Exactly the lines from the one containing "facade building with a point." through the final line of the listing are to be retyped, and nothing more.

--- --- ---

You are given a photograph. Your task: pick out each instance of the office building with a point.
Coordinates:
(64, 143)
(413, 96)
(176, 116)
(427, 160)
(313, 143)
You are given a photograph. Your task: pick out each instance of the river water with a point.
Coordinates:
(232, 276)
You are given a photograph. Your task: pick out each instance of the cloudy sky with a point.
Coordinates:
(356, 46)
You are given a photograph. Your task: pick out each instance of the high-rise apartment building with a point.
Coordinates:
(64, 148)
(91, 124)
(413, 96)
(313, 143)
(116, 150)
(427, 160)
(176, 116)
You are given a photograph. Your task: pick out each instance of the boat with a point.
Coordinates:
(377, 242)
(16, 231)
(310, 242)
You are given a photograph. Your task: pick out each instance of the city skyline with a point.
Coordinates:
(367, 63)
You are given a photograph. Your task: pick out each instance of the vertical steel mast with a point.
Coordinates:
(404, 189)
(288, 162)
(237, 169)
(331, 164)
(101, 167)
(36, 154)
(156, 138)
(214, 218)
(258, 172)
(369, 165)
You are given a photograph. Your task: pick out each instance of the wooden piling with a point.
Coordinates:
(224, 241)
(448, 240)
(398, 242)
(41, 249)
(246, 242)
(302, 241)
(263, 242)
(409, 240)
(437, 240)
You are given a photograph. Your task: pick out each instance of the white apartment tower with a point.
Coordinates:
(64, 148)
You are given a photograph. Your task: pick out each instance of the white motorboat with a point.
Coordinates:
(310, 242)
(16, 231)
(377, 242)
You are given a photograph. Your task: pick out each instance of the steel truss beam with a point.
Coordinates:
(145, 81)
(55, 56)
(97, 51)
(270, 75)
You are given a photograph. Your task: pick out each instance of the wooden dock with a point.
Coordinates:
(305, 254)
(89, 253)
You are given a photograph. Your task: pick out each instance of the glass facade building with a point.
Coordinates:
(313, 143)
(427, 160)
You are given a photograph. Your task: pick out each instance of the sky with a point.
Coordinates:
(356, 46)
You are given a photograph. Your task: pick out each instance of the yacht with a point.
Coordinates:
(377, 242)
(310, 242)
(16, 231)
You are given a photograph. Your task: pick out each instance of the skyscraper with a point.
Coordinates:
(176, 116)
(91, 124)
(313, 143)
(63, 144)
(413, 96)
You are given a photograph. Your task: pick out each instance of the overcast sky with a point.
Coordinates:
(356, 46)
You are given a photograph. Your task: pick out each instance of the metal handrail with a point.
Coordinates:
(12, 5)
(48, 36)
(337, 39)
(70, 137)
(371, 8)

--- --- ---

# SOLVED PROBLEM:
You are given a photograph. Your task: pick out each instance of the glass facade building with a point.
Coordinates:
(313, 143)
(427, 160)
You are given a photograph. Your task: pick out each instance of the sky with a point.
Coordinates:
(356, 46)
You are given a photograph. Your task: pick out each instance of the yacht with a point.
Coordinates:
(377, 242)
(310, 242)
(16, 231)
You are given a photograph. Your task: pick out each instance of the skyscraper with a point.
Coordinates:
(176, 116)
(91, 124)
(313, 143)
(63, 144)
(413, 96)
You are given a photograph. Your task: pick out each instance of the overcast sky with a point.
Coordinates:
(356, 46)
You are given a photograph. Your task: pick out each instance of the metal handrail with a point.
Coordinates:
(12, 5)
(48, 36)
(337, 39)
(70, 137)
(371, 8)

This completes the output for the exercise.